§ **Stated exercise**: Return each line of the listing below that contains the word "leaf".

§ **Data provided**:
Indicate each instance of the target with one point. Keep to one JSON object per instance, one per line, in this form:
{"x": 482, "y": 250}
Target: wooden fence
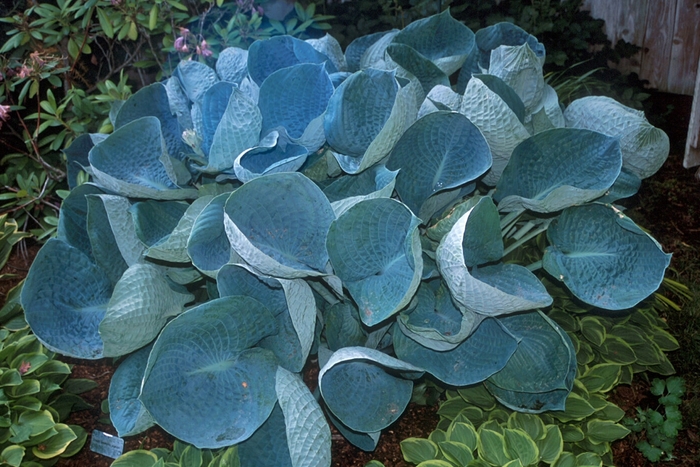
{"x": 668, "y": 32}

==

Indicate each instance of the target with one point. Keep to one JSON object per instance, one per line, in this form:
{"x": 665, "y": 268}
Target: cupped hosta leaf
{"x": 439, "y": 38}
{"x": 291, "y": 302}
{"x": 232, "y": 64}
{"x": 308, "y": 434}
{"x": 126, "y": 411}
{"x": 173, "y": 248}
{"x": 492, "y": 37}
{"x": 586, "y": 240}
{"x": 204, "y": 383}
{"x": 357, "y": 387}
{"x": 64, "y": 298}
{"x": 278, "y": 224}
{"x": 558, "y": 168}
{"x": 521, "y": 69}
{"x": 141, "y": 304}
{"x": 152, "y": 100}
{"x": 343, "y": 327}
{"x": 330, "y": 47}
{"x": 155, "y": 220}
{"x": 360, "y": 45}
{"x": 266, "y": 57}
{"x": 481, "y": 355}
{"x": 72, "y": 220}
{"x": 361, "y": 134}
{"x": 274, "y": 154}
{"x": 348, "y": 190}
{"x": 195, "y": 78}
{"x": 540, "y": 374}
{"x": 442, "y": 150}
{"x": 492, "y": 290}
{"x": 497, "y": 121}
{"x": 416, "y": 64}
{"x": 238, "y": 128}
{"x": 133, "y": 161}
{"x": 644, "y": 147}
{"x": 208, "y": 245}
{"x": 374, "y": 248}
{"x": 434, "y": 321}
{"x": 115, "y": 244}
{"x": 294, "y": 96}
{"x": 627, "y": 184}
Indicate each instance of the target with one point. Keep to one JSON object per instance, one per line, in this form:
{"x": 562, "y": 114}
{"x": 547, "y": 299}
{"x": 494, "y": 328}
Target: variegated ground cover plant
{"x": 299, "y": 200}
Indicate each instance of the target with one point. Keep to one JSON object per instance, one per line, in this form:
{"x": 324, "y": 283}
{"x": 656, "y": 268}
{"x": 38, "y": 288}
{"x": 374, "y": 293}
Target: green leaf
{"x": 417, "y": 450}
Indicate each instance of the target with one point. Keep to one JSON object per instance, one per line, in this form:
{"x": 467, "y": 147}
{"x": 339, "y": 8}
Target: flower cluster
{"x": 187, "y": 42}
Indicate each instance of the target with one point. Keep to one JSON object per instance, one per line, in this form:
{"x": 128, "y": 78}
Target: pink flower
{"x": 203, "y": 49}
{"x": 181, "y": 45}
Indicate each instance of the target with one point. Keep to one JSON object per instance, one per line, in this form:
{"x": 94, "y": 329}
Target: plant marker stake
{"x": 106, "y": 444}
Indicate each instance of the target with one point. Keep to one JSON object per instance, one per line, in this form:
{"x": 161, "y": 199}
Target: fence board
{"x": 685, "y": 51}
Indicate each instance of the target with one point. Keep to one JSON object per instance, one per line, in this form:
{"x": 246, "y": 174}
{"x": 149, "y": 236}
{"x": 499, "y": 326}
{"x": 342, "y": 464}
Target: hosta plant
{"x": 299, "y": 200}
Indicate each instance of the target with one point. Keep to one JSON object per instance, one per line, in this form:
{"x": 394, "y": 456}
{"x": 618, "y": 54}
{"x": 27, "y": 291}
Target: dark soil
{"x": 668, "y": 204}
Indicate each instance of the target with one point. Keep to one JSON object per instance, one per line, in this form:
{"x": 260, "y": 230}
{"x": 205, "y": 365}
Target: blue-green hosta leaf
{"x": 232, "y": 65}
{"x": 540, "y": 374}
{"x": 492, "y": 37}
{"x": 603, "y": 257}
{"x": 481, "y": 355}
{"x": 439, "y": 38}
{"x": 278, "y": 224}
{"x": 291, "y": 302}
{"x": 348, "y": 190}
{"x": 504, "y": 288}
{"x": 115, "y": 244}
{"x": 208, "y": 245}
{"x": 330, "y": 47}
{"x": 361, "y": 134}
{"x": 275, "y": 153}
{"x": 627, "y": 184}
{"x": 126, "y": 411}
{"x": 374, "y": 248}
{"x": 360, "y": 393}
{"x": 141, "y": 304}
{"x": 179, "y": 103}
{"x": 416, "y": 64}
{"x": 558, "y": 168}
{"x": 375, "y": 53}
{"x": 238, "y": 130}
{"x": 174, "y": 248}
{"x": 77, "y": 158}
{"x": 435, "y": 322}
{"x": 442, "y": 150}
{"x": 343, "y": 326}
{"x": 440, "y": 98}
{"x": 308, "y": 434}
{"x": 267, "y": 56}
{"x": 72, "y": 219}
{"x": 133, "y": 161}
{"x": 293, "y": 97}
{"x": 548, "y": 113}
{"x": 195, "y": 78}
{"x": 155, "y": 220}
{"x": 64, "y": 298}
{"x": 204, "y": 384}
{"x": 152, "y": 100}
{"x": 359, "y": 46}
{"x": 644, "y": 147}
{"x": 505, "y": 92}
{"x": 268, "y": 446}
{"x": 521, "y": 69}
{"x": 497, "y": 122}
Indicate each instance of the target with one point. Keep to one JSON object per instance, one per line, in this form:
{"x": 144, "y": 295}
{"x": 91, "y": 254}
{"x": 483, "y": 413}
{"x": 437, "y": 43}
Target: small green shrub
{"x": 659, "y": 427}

§ **Written answer**:
Target: cupped hosta leaf
Target: green leaf
Target: blue-green hosta leaf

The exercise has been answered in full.